## GIVEN TASK
Reproduce every line of the items below, requests included, but scale each point coordinate in the answers by 1.1 and round the result to a whole number, with halves rounding up. Keep the numbers in the requests and in their format samples unchanged.

[Items with labeled points]
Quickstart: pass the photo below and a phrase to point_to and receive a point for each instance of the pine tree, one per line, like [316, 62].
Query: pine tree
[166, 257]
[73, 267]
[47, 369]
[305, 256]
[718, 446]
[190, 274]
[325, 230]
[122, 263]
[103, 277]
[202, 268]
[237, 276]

## TASK RESULT
Quickstart: pass the photo below and a phrase to point_to and receive a point for each instance of the pine tree, one per line, like [316, 62].
Query: pine tree
[183, 283]
[80, 294]
[52, 406]
[336, 282]
[790, 491]
[209, 301]
[358, 253]
[134, 289]
[113, 305]
[222, 295]
[261, 304]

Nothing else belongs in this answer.